▶ Task
Could you set down only the lines from the one including "Find the storefront" to the end of the records below, inclusive and exact, leaving pictures out?

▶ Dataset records

◆ ◆ ◆ ◆

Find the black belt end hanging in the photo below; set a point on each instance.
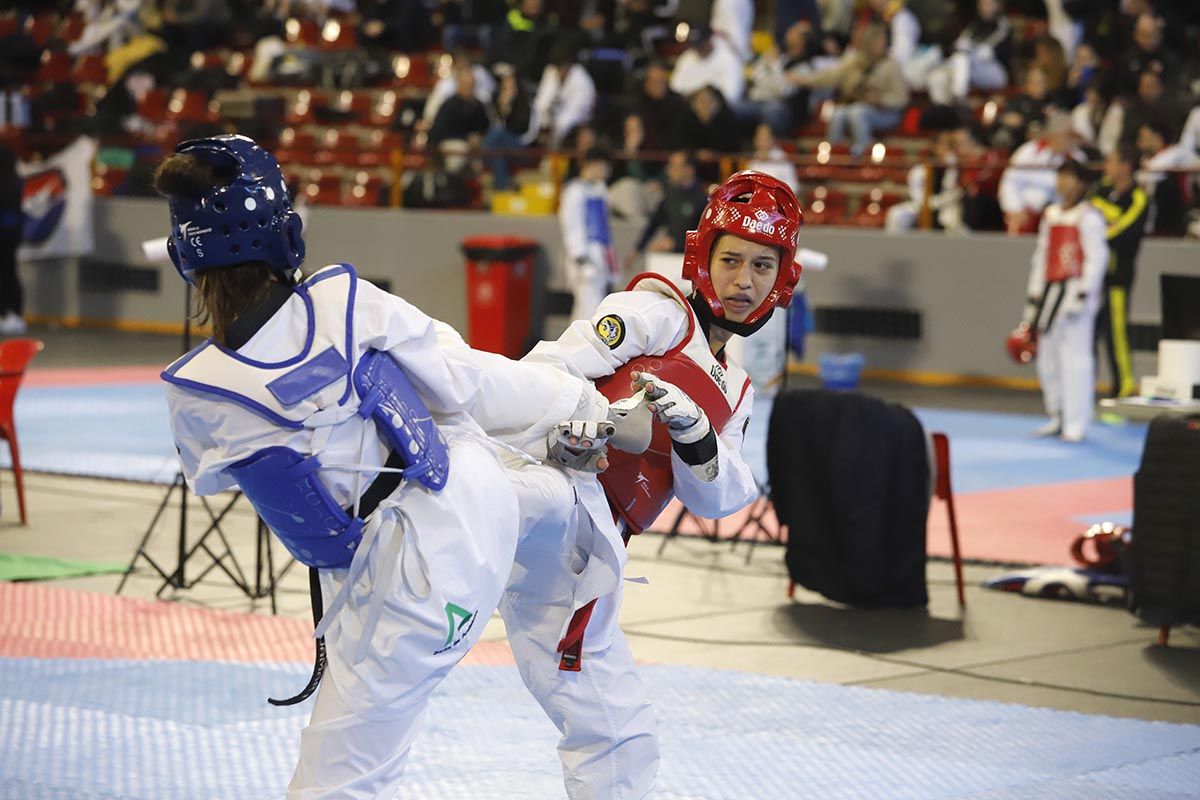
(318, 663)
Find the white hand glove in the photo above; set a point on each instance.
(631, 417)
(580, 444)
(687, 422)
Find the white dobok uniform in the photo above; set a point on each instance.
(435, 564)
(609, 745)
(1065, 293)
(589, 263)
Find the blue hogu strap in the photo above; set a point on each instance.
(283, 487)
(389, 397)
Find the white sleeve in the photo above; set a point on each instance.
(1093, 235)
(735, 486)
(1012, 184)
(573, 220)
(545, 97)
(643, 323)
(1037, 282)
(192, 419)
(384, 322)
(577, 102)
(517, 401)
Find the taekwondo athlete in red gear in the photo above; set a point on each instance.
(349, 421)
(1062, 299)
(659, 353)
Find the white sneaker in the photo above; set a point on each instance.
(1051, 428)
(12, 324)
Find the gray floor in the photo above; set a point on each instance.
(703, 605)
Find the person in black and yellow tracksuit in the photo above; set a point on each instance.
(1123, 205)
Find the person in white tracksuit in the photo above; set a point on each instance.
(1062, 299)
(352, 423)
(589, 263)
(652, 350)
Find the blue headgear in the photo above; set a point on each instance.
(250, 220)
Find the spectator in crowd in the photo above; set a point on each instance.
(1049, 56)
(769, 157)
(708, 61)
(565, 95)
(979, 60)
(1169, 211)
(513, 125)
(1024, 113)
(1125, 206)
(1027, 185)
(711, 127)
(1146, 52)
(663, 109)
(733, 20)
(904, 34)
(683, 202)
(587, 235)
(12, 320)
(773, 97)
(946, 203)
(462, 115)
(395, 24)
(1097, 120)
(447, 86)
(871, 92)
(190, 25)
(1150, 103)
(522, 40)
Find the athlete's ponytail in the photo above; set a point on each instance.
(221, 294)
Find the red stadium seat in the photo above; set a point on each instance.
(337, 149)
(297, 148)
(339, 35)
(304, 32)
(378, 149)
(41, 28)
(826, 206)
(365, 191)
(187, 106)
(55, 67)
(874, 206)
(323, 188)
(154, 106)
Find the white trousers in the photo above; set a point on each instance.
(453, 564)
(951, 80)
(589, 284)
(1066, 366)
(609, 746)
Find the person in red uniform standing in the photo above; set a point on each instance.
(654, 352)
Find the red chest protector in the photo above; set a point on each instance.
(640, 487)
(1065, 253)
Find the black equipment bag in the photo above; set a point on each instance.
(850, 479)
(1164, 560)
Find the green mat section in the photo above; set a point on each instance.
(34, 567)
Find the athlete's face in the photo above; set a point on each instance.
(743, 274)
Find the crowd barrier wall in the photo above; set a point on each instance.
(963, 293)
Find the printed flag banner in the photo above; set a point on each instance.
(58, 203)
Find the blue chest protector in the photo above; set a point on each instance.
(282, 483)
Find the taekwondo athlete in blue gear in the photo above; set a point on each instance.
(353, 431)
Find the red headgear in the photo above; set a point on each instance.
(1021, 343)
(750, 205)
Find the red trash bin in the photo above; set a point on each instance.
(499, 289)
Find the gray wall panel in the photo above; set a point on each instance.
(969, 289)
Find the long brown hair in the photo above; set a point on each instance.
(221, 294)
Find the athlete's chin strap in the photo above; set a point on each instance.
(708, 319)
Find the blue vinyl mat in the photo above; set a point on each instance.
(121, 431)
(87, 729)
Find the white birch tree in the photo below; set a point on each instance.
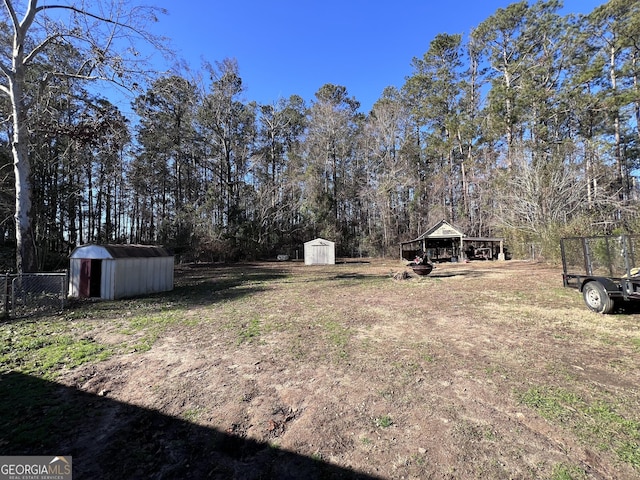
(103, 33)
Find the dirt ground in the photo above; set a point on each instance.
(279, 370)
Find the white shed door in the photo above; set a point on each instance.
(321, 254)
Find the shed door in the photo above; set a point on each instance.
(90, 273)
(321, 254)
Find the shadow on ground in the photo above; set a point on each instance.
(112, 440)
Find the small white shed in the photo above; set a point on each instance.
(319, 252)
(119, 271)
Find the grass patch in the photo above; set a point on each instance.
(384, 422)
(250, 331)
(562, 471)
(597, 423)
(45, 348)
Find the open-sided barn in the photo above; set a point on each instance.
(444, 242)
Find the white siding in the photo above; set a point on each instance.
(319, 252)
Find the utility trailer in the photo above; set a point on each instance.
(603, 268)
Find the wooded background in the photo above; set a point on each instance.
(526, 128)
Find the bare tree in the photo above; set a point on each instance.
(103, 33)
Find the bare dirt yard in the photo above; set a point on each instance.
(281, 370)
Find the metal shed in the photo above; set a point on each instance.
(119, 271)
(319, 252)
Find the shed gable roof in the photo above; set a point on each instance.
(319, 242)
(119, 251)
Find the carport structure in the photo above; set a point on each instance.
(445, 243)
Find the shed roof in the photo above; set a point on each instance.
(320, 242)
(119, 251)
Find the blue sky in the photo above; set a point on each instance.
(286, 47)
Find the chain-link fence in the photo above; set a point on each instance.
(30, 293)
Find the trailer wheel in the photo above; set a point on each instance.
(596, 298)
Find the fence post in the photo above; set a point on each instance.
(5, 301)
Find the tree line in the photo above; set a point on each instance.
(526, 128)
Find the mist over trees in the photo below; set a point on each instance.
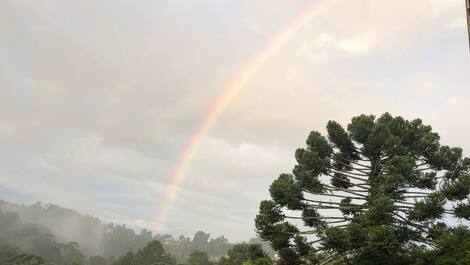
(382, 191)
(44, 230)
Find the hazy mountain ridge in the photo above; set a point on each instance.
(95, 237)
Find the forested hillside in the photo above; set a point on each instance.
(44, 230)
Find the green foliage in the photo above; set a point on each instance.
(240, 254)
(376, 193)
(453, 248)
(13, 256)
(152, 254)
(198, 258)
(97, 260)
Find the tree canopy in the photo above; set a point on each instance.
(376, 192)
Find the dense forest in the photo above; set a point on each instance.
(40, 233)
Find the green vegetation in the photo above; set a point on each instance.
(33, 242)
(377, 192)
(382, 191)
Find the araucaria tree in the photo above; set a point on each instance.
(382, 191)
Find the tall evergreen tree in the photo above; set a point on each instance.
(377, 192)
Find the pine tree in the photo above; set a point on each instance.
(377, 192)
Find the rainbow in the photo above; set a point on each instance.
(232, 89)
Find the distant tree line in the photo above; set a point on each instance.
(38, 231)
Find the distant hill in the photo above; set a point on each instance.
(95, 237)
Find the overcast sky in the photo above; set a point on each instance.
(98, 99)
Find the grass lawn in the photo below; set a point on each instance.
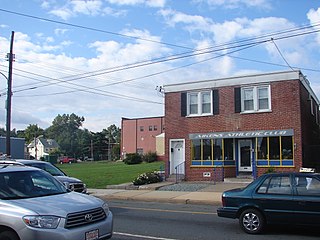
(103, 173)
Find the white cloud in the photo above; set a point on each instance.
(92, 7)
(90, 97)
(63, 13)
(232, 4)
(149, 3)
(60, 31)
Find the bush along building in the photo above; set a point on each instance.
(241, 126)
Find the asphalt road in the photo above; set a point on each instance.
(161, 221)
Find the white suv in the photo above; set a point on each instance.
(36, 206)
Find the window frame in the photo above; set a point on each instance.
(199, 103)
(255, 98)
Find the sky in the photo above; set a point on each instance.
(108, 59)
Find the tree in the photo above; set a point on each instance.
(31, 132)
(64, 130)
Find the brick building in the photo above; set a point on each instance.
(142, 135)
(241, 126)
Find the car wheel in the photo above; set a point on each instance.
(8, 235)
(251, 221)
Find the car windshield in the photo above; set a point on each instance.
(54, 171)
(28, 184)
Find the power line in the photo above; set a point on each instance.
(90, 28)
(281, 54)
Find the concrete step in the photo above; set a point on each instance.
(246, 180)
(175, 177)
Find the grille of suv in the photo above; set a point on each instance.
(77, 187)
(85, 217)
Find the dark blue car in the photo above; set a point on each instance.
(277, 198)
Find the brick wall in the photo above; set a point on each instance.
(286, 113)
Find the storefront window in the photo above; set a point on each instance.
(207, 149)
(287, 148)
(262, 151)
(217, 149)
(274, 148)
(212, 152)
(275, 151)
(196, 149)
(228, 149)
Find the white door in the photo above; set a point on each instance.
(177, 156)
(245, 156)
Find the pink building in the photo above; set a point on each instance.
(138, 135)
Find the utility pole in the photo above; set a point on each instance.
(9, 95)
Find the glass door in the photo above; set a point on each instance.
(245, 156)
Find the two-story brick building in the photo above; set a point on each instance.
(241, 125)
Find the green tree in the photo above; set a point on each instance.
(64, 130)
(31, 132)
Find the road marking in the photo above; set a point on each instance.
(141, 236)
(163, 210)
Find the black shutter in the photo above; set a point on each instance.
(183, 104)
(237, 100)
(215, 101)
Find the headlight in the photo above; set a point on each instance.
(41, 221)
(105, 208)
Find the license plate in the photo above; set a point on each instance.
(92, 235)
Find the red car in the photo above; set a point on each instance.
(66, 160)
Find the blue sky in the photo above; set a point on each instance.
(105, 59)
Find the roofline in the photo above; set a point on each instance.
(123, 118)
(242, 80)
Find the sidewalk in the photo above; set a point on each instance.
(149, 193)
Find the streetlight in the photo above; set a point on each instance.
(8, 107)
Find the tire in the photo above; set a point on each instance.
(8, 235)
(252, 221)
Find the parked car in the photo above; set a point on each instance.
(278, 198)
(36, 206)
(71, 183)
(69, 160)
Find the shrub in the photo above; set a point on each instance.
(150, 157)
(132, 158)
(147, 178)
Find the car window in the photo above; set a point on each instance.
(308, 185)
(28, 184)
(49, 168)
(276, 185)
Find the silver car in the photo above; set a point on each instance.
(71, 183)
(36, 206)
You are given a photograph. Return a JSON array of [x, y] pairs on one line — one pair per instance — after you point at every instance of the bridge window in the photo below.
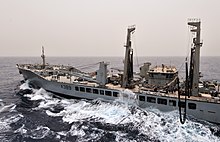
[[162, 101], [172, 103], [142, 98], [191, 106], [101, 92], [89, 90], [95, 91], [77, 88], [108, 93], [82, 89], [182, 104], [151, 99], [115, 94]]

◆ ◆ ◆ ◆

▶ Worked solution
Find the storefront window in the photo above; set a point on each instance.
(207, 149)
(287, 148)
(262, 151)
(217, 149)
(274, 148)
(212, 152)
(275, 151)
(196, 149)
(228, 149)
Find the white door in the photo above; set a point on each instance.
(177, 156)
(245, 156)
Find the pink building in the photo above; set a point on each instance.
(138, 135)
Find the utility pole in the photo above; set a point on each instance.
(9, 95)
Find the glass door in the photo above; set a point on each instance.
(245, 156)
Find the two-story brick building in the photo above; set a point on each instance.
(241, 125)
Find the green tree in the photo above; set a point on each instance.
(64, 130)
(31, 132)
Find the road marking in the photo above; set a point on each instance.
(141, 236)
(163, 210)
Find the black shutter in the photo above; set a point on each instance.
(183, 104)
(237, 100)
(215, 101)
Find the headlight in the photo above; set a point on each instance.
(41, 221)
(105, 208)
Find the license plate in the photo above; set a point on each instance.
(92, 235)
Find the red car in the photo above; set a point on each instance.
(66, 160)
Find the blue sky in the photo above; set a point on each instance.
(105, 59)
Find the roofline in the photo above; set a point on each instance.
(123, 118)
(242, 80)
Find the sidewalk in the photo above; set a point on each instance.
(149, 193)
Find the streetlight in the photo above; set a point on each instance.
(8, 107)
Find the tire in the photo above; set a point on each instance.
(8, 235)
(252, 221)
Find the parked car in the photo above; set a point on each instance.
(278, 198)
(36, 206)
(71, 183)
(69, 160)
Find the shrub in the photo above; set a point on each instance.
(150, 157)
(132, 158)
(147, 178)
Find the car window in the photo above; set a point on each instance.
(308, 185)
(28, 184)
(49, 168)
(276, 185)
Find the silver car in the photo above; set a point on each instance.
(71, 183)
(36, 206)
You are given a photograph. Return a JSON array of [x, y] pairs on one line — one pair per instance — after you point at every instance of the bridge window in the photo below.
[[162, 101], [172, 103], [142, 98], [191, 106], [101, 92], [89, 90], [95, 91], [77, 88], [108, 93], [82, 89], [182, 104], [151, 99], [115, 94]]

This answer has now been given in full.